Your objective: Swap every "put a marker on" in the listing below for "place a point on", then give the whole listing again with nothing else altered.

(Dataset entries)
-*-

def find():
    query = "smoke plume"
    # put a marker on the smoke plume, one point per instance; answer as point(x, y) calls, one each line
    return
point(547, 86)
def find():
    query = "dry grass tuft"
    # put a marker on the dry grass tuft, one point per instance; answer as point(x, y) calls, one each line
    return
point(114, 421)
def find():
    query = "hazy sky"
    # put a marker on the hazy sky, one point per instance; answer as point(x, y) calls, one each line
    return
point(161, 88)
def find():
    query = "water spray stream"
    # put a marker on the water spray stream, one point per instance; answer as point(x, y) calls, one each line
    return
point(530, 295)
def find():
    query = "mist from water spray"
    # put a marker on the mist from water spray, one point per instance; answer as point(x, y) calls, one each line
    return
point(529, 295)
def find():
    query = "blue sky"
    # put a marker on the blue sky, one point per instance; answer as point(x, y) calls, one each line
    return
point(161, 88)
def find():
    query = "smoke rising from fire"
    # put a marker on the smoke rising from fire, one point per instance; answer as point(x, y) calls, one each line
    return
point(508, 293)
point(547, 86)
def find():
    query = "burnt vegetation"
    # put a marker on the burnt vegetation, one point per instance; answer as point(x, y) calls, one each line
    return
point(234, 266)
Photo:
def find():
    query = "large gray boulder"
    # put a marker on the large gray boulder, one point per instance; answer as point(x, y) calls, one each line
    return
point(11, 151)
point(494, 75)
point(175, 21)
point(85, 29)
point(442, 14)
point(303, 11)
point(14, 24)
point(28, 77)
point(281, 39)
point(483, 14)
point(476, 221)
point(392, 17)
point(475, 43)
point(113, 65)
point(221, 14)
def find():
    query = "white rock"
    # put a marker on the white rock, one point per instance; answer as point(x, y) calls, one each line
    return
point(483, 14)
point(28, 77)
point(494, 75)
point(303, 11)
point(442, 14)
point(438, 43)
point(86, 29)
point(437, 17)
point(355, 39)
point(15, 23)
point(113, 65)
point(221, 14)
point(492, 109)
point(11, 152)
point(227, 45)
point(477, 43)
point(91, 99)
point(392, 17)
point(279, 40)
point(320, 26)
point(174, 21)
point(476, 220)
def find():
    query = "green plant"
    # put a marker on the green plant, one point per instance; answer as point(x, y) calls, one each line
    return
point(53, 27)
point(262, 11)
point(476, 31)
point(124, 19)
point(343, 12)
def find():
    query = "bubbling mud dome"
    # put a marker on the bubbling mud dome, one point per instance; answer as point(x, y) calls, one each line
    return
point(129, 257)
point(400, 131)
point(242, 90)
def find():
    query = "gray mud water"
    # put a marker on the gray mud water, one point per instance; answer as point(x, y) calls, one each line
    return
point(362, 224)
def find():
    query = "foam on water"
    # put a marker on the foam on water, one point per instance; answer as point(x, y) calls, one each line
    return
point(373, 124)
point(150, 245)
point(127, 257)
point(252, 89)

-*-

Response to this task:
def find():
    query = "smoke plume"
    # place a point on the smoke plume, one point per instance; answer as point(x, y) calls, one each line
    return
point(547, 86)
def find():
    query = "dry grass tuft"
    # place a point on the dry grass tuft, one point per instance; answer as point(x, y) calls, one each line
    return
point(114, 421)
def find():
    query = "hazy sky"
    # place a point on the hazy sky, one point per instance; answer as point(x, y) calls, one each line
    return
point(161, 88)
def find():
    query = "water spray stream"
    # place a point on the water spray stream, one point per instance; answer as point(x, y) calls, one each line
    return
point(530, 295)
def find():
    query = "mist from water spray"
    # place a point on the mist from water spray, one point per instance; answer as point(x, y) calls, one each line
    return
point(529, 295)
def find():
    query = "blue sky"
    # place a point on the blue sky, one point per instance; answer as point(x, y) calls, one each line
    return
point(161, 88)
def find():
    query = "smoke rising from fire"
    # place a point on the smoke rising from fire, one point per instance; answer as point(x, y) calls, one each line
    return
point(508, 293)
point(547, 86)
def find():
    query = "burnt vegetation"
    # place a point on the burnt vegetation, one point per instance; answer as point(x, y) calls, one each line
    return
point(234, 266)
Photo:
def find():
    query = "large gray boulder"
    # place a point on the large gray boulder, one point per instance; answer as point(x, y) calls, one each line
    return
point(11, 151)
point(494, 75)
point(175, 21)
point(85, 29)
point(442, 14)
point(303, 11)
point(14, 24)
point(28, 77)
point(281, 39)
point(483, 14)
point(476, 221)
point(392, 17)
point(475, 43)
point(113, 65)
point(221, 14)
def find():
    query = "white rock"
    # place a point on the white rock, one point per instance; answer as point(x, y) calls, one each line
    return
point(483, 14)
point(28, 77)
point(494, 75)
point(303, 11)
point(442, 14)
point(438, 43)
point(86, 29)
point(437, 17)
point(355, 39)
point(15, 23)
point(113, 65)
point(221, 14)
point(492, 109)
point(11, 152)
point(227, 45)
point(477, 43)
point(91, 99)
point(392, 17)
point(279, 40)
point(320, 26)
point(174, 21)
point(476, 220)
def find():
    query = "green plant"
    # place a point on the green plant, one point per instance; answer as point(x, y) calls, one each line
    return
point(53, 27)
point(262, 11)
point(476, 31)
point(124, 19)
point(343, 12)
def find():
    query = "bubbling mud dome"
    # place a point on the bubbling mud dome, one point per instance; answer as point(x, y) calls, one each line
    return
point(129, 257)
point(400, 131)
point(242, 90)
def find():
    query = "gray mud water"
    # place a point on the gray mud water, one point per instance; answer as point(x, y) calls, one each line
    return
point(362, 224)
def find():
    query = "foam on water"
    # place a point on the foam on water, one point per instance; answer as point(x, y) calls, one each line
    return
point(373, 124)
point(150, 245)
point(127, 257)
point(252, 89)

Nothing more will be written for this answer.